#### EXERCISE PROMPT:
Every line of the records below from the line with "[pin] washer control" up to and including the line with "[pin] plush toy" must be reproduced exactly, and no line outside that range.

#### INPUT DATA:
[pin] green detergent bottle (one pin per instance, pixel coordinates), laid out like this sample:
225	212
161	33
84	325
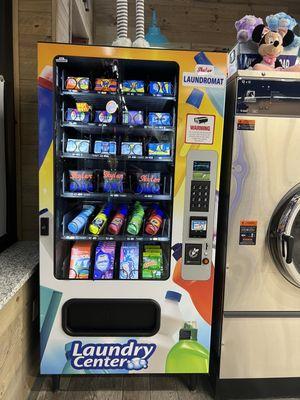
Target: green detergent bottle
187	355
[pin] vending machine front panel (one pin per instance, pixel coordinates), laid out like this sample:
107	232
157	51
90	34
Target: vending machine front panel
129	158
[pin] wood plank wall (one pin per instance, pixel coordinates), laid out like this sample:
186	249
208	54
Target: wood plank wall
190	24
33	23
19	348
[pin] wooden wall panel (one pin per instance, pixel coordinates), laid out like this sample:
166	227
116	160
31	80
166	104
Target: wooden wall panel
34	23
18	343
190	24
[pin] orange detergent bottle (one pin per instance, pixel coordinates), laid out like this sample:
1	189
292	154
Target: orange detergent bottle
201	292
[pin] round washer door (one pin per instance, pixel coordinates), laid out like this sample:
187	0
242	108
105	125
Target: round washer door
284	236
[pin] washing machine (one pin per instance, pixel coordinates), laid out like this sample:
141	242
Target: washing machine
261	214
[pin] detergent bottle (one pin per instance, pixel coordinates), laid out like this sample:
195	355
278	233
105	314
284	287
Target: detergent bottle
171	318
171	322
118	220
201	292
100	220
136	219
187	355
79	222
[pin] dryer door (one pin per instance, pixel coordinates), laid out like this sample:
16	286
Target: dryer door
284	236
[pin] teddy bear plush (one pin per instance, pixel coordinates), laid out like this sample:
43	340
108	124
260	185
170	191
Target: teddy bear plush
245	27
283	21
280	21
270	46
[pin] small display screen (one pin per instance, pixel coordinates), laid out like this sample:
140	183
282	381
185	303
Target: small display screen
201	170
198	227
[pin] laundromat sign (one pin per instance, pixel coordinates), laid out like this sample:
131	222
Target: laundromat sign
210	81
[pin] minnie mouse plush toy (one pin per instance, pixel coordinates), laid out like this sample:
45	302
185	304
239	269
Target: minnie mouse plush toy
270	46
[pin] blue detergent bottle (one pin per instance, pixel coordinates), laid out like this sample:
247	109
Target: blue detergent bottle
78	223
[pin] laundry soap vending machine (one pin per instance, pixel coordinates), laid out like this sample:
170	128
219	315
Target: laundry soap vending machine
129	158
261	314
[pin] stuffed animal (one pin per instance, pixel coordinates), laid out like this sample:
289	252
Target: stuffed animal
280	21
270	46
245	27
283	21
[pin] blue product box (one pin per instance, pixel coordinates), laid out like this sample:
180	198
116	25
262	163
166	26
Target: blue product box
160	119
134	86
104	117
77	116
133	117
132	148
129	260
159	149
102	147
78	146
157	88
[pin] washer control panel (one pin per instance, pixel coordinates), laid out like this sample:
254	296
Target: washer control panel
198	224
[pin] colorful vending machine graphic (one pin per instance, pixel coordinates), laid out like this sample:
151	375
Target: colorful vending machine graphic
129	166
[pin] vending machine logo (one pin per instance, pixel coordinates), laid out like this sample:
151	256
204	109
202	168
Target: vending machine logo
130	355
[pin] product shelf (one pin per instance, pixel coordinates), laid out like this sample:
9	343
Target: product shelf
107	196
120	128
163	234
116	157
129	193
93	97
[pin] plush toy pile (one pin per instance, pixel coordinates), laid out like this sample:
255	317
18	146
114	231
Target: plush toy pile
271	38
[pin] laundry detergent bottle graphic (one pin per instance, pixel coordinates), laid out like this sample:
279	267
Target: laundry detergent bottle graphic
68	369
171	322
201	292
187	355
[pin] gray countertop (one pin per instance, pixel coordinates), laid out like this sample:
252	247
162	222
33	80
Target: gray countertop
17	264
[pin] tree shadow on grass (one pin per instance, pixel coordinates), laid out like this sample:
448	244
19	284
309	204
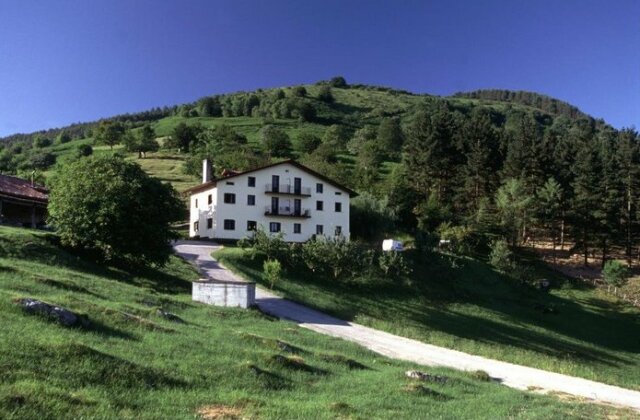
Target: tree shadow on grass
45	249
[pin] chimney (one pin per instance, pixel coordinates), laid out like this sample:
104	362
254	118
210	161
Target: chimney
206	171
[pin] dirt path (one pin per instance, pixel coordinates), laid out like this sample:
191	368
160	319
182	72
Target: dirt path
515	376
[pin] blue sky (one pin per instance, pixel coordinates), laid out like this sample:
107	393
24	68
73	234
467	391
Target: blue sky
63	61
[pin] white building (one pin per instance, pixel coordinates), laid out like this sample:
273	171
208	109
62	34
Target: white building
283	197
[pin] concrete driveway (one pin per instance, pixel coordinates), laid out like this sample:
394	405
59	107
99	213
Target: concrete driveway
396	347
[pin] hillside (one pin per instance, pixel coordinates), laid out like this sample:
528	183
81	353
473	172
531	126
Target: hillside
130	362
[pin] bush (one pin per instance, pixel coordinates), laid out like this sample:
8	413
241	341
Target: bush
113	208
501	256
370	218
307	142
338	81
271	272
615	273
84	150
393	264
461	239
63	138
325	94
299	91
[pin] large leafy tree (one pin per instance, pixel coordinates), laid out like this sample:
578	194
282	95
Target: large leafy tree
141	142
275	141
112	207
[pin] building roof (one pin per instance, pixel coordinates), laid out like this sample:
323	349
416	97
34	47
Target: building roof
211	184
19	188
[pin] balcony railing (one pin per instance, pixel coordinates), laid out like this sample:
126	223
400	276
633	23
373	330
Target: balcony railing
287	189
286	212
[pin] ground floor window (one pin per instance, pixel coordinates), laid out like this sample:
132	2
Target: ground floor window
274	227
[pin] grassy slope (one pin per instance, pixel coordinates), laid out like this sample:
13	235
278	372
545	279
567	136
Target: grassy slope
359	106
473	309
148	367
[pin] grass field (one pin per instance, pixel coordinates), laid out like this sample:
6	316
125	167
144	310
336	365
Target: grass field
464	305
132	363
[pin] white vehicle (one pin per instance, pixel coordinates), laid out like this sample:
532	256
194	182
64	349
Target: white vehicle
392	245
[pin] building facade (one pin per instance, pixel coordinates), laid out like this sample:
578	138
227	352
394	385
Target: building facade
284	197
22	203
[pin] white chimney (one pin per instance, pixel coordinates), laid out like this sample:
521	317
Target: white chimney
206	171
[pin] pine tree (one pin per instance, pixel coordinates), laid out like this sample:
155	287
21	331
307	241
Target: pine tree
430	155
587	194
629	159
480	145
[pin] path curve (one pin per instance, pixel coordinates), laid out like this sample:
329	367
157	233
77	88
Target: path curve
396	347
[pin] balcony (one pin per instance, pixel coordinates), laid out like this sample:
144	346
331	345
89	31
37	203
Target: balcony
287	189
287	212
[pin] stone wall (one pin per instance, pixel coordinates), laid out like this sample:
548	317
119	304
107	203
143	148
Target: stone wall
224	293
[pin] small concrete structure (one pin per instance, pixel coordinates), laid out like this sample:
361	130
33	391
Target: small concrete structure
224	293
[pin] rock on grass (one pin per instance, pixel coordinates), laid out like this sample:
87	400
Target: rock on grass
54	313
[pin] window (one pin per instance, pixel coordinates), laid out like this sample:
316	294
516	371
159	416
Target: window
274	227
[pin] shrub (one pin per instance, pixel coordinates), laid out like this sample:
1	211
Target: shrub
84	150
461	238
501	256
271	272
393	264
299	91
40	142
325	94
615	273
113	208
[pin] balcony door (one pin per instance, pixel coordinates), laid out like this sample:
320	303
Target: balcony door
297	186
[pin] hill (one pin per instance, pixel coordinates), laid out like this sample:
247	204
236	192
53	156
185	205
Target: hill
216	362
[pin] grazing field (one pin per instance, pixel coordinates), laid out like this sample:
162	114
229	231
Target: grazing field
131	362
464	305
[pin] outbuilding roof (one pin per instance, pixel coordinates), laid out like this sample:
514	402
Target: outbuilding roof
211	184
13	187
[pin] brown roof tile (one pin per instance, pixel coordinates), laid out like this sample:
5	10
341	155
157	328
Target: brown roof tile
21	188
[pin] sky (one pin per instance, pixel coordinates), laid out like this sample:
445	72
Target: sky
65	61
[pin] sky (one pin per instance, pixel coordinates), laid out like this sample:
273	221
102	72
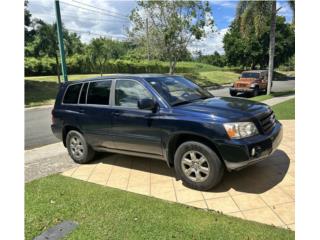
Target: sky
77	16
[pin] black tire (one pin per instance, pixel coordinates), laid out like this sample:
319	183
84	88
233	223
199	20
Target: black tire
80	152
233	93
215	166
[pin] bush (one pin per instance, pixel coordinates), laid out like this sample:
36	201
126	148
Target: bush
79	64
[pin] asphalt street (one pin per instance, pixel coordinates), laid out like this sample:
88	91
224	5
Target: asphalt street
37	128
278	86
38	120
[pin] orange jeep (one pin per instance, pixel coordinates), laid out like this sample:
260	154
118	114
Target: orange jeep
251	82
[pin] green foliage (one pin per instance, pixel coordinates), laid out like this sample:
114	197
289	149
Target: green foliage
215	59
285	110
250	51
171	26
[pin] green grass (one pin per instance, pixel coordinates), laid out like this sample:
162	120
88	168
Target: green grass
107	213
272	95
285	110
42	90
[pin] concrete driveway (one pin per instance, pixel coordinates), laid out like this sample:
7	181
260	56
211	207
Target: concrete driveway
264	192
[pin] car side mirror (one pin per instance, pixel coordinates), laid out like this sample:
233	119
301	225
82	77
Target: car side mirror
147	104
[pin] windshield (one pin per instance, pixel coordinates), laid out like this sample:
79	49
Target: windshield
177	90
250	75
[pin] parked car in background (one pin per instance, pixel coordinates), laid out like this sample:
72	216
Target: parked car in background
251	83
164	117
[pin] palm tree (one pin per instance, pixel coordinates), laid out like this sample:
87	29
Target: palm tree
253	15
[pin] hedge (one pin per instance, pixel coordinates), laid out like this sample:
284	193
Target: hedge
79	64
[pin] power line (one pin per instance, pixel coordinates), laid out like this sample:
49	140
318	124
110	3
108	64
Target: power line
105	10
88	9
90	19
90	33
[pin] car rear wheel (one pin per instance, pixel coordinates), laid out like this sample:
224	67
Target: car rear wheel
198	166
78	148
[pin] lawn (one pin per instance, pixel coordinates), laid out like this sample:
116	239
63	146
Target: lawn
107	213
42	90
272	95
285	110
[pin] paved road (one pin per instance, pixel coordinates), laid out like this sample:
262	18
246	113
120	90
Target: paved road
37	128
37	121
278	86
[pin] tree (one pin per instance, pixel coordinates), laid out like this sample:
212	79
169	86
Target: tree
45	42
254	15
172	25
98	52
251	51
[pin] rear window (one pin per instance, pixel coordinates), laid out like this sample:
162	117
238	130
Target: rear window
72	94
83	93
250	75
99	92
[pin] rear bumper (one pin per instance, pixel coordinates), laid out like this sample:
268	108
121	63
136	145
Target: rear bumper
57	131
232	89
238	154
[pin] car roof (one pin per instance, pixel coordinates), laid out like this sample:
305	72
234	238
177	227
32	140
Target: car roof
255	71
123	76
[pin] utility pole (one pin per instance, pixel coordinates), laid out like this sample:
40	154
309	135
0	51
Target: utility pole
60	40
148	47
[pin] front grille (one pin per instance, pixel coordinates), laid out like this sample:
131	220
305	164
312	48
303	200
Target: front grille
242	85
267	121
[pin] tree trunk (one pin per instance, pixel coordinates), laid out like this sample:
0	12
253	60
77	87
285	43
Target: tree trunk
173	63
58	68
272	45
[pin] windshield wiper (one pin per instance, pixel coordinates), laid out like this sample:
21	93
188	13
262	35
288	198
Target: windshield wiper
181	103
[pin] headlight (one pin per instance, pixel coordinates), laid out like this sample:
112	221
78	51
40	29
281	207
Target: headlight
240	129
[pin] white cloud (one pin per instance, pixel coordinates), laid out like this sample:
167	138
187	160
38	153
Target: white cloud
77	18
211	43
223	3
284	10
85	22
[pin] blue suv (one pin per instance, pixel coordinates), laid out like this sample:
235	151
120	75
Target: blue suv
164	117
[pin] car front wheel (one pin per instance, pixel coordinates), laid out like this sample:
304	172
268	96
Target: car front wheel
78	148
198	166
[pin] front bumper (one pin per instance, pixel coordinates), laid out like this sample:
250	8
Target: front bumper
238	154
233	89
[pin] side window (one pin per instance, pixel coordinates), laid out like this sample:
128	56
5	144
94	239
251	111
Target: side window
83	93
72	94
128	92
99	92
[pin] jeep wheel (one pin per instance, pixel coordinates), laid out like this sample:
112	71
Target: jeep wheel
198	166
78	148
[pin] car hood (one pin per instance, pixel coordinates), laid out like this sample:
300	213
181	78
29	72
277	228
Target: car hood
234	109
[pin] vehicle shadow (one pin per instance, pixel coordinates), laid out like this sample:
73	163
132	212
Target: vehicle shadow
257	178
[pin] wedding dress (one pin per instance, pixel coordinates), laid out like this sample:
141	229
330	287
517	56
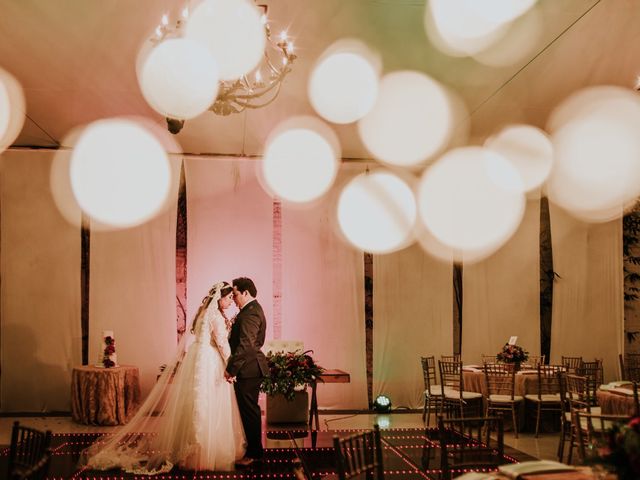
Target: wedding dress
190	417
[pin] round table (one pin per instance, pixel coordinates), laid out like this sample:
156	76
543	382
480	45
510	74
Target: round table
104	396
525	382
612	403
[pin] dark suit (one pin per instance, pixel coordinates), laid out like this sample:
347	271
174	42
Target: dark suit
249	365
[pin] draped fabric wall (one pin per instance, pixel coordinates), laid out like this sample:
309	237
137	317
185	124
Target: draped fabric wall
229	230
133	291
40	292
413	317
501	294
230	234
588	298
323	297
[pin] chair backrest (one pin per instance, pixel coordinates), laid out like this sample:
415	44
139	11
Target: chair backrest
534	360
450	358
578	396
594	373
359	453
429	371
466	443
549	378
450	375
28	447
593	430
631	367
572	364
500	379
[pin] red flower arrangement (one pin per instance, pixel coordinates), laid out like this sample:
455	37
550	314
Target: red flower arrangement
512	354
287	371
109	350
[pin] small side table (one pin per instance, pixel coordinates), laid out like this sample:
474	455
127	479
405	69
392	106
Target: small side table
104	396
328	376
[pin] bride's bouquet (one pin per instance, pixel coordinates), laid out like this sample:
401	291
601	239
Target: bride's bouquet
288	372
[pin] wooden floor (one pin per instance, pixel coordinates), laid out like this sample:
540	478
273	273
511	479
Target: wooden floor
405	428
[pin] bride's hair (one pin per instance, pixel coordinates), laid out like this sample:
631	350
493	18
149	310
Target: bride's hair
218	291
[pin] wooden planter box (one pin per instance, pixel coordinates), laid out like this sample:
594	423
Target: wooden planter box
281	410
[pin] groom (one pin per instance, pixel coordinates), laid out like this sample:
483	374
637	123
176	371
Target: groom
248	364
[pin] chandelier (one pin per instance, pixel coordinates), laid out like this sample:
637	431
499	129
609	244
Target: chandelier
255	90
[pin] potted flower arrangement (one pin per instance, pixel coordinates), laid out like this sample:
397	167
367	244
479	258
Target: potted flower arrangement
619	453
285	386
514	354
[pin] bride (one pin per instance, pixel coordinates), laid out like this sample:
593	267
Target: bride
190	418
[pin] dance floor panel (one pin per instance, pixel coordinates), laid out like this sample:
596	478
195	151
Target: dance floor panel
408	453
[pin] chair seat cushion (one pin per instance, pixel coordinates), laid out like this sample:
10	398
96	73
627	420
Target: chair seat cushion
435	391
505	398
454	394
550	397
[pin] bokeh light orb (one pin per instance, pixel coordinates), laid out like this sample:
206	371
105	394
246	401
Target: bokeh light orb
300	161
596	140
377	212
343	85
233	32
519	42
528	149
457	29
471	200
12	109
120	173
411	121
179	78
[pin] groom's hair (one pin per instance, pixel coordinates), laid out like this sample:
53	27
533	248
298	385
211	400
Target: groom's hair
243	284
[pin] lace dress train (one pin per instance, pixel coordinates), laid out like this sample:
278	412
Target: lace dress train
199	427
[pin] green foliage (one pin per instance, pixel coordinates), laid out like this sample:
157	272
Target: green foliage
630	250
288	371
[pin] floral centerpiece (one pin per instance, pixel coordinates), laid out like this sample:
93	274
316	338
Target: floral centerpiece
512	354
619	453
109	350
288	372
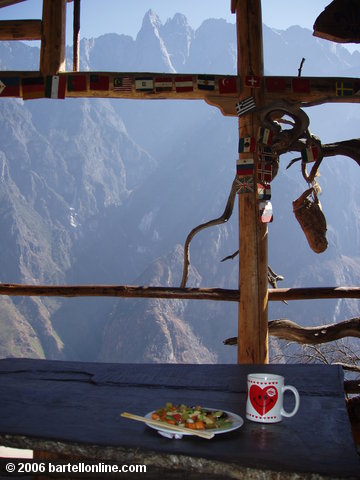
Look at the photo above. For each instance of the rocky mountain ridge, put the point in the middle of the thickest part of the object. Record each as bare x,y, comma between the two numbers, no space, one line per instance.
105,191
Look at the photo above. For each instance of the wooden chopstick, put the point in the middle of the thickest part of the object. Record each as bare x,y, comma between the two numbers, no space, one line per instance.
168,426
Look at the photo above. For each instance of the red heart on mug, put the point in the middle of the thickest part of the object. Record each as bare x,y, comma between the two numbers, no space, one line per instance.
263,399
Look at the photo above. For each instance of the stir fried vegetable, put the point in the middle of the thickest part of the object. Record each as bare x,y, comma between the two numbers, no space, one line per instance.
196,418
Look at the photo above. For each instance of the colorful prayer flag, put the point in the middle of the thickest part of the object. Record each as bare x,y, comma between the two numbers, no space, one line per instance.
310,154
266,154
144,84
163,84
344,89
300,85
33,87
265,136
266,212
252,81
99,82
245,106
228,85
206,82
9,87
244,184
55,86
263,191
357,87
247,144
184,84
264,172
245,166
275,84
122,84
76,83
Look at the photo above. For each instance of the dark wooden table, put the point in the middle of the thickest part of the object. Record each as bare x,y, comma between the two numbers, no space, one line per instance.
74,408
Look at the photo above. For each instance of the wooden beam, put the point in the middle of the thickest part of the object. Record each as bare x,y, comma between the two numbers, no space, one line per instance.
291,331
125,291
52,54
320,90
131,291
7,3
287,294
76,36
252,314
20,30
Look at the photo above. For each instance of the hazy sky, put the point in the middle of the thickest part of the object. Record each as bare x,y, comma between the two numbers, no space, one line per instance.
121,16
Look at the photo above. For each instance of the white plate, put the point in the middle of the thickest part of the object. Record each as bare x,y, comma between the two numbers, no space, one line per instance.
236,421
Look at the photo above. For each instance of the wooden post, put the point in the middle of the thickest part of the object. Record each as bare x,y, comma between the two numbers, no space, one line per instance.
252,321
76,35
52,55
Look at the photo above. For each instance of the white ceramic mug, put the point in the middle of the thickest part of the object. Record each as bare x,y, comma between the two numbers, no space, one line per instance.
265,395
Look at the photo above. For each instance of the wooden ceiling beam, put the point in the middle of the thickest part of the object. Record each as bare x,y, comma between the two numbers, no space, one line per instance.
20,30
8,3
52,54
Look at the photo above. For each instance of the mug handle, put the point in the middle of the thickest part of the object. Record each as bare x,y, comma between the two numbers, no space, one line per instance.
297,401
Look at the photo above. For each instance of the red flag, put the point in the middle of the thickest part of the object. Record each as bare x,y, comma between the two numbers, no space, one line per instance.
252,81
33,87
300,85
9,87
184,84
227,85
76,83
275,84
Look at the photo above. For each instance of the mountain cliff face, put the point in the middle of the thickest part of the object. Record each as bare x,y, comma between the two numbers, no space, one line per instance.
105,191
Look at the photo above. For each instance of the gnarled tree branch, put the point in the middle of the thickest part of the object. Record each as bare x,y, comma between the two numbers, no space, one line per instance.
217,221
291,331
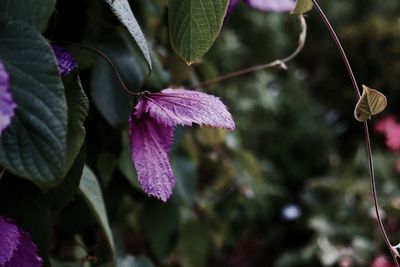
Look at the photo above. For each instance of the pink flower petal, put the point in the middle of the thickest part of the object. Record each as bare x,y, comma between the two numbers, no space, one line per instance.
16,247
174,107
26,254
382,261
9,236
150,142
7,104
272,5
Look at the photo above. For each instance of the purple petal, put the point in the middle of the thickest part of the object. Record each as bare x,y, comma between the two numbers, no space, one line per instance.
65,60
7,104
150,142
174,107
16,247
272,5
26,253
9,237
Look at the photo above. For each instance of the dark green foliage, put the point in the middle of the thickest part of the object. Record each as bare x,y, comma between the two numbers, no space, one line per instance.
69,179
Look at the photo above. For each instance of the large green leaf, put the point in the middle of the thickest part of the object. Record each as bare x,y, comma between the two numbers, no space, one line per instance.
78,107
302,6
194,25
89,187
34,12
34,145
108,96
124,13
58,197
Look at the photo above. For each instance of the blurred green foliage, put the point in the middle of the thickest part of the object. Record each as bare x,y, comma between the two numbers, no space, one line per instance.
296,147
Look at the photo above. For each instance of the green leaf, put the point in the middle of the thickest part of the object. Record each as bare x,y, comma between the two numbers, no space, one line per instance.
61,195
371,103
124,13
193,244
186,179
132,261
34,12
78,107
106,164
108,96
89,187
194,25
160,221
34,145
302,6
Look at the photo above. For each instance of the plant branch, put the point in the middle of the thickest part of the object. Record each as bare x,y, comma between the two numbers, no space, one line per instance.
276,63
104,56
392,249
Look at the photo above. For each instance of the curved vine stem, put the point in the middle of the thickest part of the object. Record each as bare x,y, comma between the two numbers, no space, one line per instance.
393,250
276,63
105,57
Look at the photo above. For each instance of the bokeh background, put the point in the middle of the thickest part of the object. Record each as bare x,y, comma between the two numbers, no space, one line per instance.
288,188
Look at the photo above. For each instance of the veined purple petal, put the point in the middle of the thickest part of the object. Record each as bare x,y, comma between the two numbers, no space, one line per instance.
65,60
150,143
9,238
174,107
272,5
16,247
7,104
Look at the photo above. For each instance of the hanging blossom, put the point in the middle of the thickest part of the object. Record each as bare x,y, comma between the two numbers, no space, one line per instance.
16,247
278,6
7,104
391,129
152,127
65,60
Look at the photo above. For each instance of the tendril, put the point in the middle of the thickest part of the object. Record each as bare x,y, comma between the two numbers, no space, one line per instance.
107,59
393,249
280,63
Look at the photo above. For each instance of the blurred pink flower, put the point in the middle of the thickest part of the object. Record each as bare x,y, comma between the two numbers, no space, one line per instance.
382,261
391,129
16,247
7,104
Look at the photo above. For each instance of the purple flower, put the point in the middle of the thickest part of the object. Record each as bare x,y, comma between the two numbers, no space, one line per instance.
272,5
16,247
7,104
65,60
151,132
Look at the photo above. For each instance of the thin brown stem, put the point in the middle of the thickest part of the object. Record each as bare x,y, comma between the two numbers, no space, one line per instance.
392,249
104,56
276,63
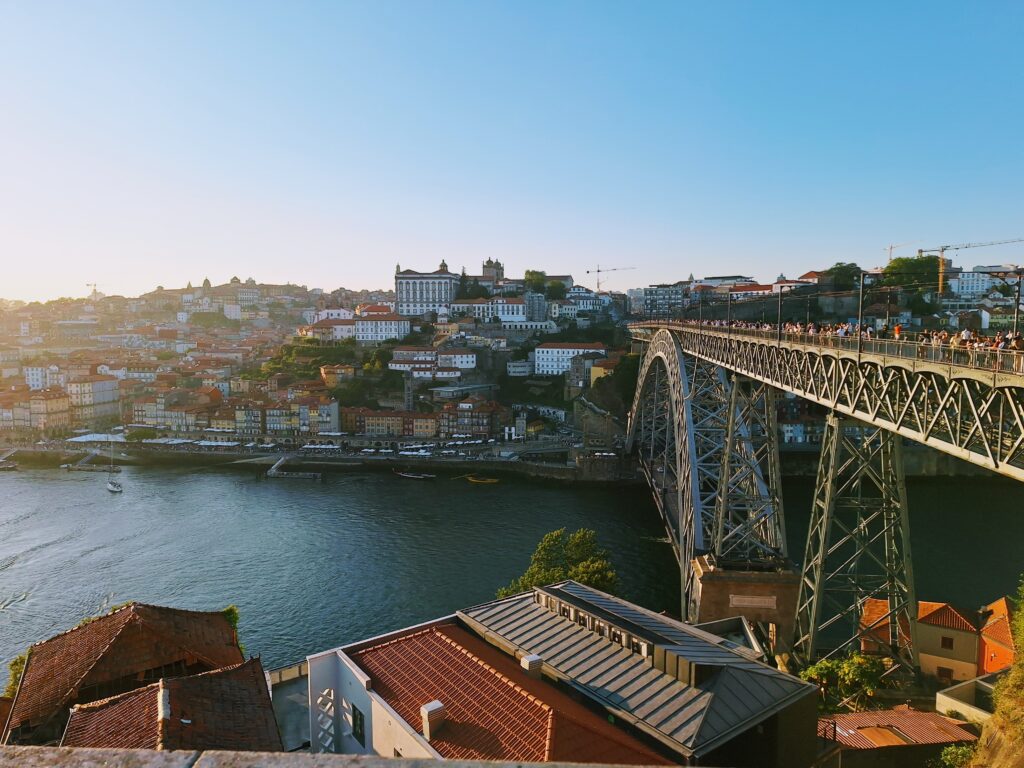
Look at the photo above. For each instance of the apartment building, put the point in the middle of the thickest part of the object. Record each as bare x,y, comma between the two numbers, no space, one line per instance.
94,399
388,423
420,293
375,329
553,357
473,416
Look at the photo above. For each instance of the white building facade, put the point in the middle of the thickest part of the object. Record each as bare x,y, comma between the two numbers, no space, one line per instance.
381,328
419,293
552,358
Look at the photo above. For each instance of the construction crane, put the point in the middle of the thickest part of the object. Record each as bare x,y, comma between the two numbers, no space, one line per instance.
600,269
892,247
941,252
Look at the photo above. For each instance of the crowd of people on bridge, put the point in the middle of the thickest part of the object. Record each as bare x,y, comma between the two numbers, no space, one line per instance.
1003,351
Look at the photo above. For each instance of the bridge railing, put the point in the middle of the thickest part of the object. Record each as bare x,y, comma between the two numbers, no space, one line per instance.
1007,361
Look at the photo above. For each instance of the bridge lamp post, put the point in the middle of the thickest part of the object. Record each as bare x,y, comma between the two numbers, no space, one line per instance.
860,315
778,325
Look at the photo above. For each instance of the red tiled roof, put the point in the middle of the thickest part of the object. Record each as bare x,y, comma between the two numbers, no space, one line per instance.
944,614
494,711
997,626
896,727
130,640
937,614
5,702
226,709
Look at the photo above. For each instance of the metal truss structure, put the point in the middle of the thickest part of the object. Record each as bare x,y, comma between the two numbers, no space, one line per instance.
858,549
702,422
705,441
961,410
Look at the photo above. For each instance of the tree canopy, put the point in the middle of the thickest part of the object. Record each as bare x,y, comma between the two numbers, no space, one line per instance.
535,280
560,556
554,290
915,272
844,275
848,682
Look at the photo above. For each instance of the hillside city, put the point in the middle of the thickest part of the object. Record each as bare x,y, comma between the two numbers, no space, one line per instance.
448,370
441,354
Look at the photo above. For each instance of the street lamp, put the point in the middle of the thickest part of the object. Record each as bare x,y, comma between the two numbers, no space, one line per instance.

#### RESULT:
[pin] washer control panel (one pin per instance, pixel coordinates), laid out like this sample:
254	296
Target: washer control panel
198	224
[pin] colorful vending machine graphic (one pin per instance, pixel coordinates), laid out like this sample:
151	375
Target: colorful vending machine graphic
129	166
[pin] vending machine logo (one pin per instance, pixel coordinates), laid out like this sample:
151	256
204	109
202	168
Target: vending machine logo
130	355
[pin] product shelf (one pin per instance, pixel coordinates), laid out like this sample:
9	343
Target: product shelf
107	196
120	128
163	234
116	157
129	193
93	97
[pin] plush toy pile (one pin per instance, pixel coordinates), laid out like this sample:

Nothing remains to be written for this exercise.